* **BAGIAN TEKS**
⁂

Saksi Bongkar Borok Ispan

Saksi Bongkar Borok Ispan
BERSAKSI: PPK Dinas Pariwisata Lombok Barat, I Gde Aryana Susanta saat bersaksi dalam kasus dugaan pemerasan kontraktor oleh mantan Kadispar Lombok Barat, Ispan Junaidi.(DERY HARJAN/RADAR LOMBOK)

MATARAM – Sidang perkara dugaan pemerasan terhadap salah seorang kontraktor proyek pembangunan destinasi wisata di Lombok Barat kembali berlanjut di PN Tipikor Mataram, Selasa (7/1).

Mantan Kepala Dinas Pariwisata Lombok Barat, Ispan Junaidi kembali didudukkan di kursi pesakitan sebagai terdakwa dalam kasus itu. Terdakwa hadir dengan didampingi penasihat hukumnya. Sidang kali ini dipimpin hakim Sri Sulastri dengan agenda pemeriksaan saksi.

Ada beberapa saksi yang dihadirkan, salah satunya I Gde Aryana Susanta selaku pejabat pembuat komitmen (PPK) pada Dinas Dinas Pariwisata Kabupaten Lombok Barat. Sidang yang semulanya diagendakan sekitar pukul 10.00 Wita sempat molor beberapa jam lamanya, karena ketua majelis hakim ada kegiatan yang tidak bisa ia tinggalkan. Meski begitu baik pihak terdakwa, jaksa penuntut umum dan saksi dengan setia menunggu.

Sidang pun akhirnya dimulai sekitar pukul 14.45 Wita.
Saksi I Gde Aryana langsung diambil sumpahnya sebelum memberikan keterangan. Selanjutnya baru majelis hakim memintai keterangan Saksi I Gde Arya selaku pihak yang banyak berhubungan dengan terdakwa maupun korban. “Jelaskan ke kami apa yang saksi ketahui,” pinta hakim Sri Sulastri.

Usai diminta, saksi kemudian memeberkan awal mulanya kejadian ini. I Gde Arya mengatakan, bahwa perbuatan yang dilakukan terdkwa bermula pada saat adanya 3 paket pengerjaan dana alokasi khusus (DAK) dalam bentuk fisik. Yaitu, proyek penataan kawasan wisata Pusuk Lestari yang nilainya Rp 1.588.633.000 dikerjakan CV Titian Jati. Selajutnya proyek penataan kawasan wisata Sesaot yang nilainya Rp 1.065.798.546 dikerjakan oleh CV Bing Bang. Proyek penataan wisata Buwun Mas senilai Rp 1.090.305.199 dikerjakan oleh CV Twikrama.  

Sekitar bulan Agustus, ada kegiatan kegiatan pree contracton meeting (PCM) di kantor Dinas Pariwisata Lombok Barat. Selesai kegiatan tersebut, I Gde Aryana Susanta selaku PPK menginformasikan kepada tiga pemilik CV tersebut untuk bertemu terdakwa di kantornya. Ketiganya yaitu Erwan Daryanto dari CV Twikrama, Topan Apriantara dari CV Bing Bang, dan Muhammad Tauhid dari CV Titian Jati.

⁂

Entri tersimpan
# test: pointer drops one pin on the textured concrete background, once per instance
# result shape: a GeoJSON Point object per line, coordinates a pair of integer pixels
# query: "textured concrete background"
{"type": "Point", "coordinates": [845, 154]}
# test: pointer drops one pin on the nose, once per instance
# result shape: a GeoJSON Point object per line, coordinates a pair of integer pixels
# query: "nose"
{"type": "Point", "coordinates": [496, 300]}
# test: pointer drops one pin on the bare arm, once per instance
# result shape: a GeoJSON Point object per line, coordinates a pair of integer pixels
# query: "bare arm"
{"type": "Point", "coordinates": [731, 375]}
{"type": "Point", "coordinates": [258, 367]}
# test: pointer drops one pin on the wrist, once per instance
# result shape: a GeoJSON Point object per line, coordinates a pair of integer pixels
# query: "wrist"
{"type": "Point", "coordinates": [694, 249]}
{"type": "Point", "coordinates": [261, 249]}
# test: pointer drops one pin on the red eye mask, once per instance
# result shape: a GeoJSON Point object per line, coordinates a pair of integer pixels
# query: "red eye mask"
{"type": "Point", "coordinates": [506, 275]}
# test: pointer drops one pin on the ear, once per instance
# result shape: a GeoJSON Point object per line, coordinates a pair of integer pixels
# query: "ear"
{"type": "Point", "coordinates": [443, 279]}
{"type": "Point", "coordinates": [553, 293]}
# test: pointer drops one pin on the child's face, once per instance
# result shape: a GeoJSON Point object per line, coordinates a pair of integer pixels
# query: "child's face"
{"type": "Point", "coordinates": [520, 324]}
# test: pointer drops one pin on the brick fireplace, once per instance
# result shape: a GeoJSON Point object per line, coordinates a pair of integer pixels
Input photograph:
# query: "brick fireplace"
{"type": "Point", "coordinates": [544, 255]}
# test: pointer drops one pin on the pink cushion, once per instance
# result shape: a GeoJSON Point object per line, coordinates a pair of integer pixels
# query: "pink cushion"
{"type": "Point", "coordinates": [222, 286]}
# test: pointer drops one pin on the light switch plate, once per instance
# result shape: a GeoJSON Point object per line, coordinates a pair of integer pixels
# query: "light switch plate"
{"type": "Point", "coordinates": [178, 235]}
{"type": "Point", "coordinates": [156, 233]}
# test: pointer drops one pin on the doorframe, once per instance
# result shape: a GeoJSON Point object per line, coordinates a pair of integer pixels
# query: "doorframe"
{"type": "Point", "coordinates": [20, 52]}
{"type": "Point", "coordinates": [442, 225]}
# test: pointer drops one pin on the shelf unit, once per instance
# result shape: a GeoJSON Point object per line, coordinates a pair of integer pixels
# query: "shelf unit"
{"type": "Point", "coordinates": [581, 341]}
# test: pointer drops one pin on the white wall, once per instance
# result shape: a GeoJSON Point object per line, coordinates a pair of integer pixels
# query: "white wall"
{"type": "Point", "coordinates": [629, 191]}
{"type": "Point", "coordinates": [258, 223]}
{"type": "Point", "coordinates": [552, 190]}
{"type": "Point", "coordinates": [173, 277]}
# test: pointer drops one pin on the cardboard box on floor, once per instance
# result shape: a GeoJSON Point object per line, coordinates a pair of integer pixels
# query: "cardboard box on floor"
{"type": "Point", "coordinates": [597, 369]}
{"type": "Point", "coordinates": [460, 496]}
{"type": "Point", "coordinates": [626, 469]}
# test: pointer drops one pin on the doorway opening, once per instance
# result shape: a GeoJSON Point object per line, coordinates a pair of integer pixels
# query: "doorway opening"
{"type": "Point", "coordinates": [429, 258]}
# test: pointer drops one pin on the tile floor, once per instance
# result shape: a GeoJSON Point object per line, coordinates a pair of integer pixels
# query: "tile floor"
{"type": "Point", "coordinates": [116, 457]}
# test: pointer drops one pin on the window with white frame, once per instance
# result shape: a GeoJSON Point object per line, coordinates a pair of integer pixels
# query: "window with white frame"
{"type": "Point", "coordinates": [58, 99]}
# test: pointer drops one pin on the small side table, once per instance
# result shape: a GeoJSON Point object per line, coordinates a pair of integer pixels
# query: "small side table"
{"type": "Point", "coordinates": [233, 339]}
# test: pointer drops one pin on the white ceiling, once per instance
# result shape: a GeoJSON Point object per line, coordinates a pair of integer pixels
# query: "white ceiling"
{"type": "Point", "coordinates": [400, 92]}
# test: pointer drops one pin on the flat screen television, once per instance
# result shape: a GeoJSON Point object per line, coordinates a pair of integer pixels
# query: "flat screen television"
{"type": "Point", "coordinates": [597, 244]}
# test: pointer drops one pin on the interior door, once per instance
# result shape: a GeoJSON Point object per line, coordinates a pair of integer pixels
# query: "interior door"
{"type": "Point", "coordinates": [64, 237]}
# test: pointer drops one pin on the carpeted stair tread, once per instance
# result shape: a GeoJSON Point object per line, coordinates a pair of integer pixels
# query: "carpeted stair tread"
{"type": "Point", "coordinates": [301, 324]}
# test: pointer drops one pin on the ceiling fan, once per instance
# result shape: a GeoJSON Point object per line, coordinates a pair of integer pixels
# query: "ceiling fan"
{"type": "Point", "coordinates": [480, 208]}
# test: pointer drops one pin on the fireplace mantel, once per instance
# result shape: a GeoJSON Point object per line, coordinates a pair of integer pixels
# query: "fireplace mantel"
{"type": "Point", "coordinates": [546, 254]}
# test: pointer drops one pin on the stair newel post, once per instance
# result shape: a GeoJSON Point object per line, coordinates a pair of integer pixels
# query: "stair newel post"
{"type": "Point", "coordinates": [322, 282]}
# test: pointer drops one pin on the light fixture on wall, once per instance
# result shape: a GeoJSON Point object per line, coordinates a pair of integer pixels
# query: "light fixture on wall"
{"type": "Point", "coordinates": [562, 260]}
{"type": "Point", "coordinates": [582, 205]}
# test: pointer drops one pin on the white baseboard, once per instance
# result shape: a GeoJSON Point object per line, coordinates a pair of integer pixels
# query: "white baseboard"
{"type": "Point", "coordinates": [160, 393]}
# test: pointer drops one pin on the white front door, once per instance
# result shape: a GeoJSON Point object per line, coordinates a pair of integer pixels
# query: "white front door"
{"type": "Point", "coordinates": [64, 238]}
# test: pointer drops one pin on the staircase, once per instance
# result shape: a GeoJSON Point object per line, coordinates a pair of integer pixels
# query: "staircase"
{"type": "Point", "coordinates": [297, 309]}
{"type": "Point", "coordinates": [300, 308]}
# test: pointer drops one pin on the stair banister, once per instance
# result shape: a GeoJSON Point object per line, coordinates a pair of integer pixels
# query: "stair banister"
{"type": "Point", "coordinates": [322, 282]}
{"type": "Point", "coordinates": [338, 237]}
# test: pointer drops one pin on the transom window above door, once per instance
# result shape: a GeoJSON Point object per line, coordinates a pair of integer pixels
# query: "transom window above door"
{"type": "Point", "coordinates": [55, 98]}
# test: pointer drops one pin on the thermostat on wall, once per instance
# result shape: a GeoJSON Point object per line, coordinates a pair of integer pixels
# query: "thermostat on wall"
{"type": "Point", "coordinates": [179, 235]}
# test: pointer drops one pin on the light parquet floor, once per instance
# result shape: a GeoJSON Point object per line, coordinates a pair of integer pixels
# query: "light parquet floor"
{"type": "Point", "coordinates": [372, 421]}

⁂

* **PERINTAH TUGAS 1**
Menurut berita sidang itu, sekitar pukul berapa sidang akhirnya dimulai?
* **PERINTAH TUGAS 2**
Tentukan apakah setiap pernyataan berikut sesuai dengan berita sidang itu: (a) Sidang dipimpin hakim Sri Sulastri. (b) Proyek penataan kawasan wisata Sesaot dikerjakan CV Titian Jati. (c) Sidang molor karena terdakwa datang terlambat. Jawab ya atau tidak, lalu kutip kata-kata penentunya dari berita sidang.
* **PERINTAH TUGAS 3**
Lanjutkan berita sidang itu dari kalimat terakhirnya.

* **JAWABAN TUGAS 1**
Sekitar pukul 14.45 Wita.

* **JAWABAN TUGAS 2**
(a) Ya: "Sidang kali ini dipimpin hakim Sri Sulastri dengan agenda pemeriksaan saksi."
(b) Tidak: "Selajutnya proyek penataan kawasan wisata Sesaot yang nilainya Rp 1.065.798.546 dikerjakan oleh CV Bing Bang."
(c) Tidak: "karena ketua majelis hakim ada kegiatan yang tidak bisa ia tinggalkan."

* **JAWABAN TUGAS 3**
Selang beberapa hari setelah diberitahukan informasi tersebut, ketiga orag tersebut kemudian bertemu terdakwa di kantornyya. Dalam pertemuan tersebut terdakwa kemudian menyampaikan kepada ketiga kontraktor proyek tersebut untuk menyerahkan fee sebanyak 8,5 persen dari nilai kontrak proyek. Namun ketiga kontraktor tersebut menolak dengan alasan tidak sanggup dengan jumlah sebanyak itu. Tetapi terdakwa menggatakan, hal itu sudah berlaku di semua dinas.

Sekitar bulan September 2019 setelah uang muka CV Bing Bang seiumlah Rp 280.000.000, dicairkan. “Saya kemudian diminta pimpinan (terdakwa) menghubungi Topan Apriantara untuk meminta dia segera menyerahkan fee sebesar 8,5 persen dari nilai kontrak sebesar Rp 1.065.798.546,” ungkapnya.

Setelah saksi menghubungi Topan, dia kemudian mengatakan bahwa hanya menyanggupi sebesar 6 persen dari nilai kontrak. Sehingga uang yang diserahkan hanya Rp 63.000.000. “Uang itu diserahkan ke saya di Lesehan Bebek Pondok Galih Lombok Barat. Selanjutnya saya bawa ke kantor kemudian saya serahkan ke beliau dan diterima langsung,” bebernya.

Selanjutnya, atas perintah terdakwa, saksi I Gede Aryana Susanta mengambil uang dari Erwan Darwanto di Hotel Paradiso. Dari nilai kontrak sebesar Rp 1.090.305.199, Erwan Darwanto hanya menyerahkan uang sebesar Rp 50.000.000 dari fee 8,5 persen yang diminta terdakwa. Sisanya ia berikan keesokan harinya kepada terdakwa langsung di ruangannya.

Selanjutnya untuk Muhammad Tauhid dengan sendirinya datang ke ruangan terdakwa. Di sana, ia memberitahukan terdakwa bahwa dirinya tidak sanggup membayar 8,5 persen dari nilai kontrak. Alasannya pekerjaan di Pusuk sangat berat sehingga memerlukan biaya tambahan seperti pengangkutan material dan air. “Terdakwa kemudian tidak mau menandatangani termin pembayaran,” ungkapnya.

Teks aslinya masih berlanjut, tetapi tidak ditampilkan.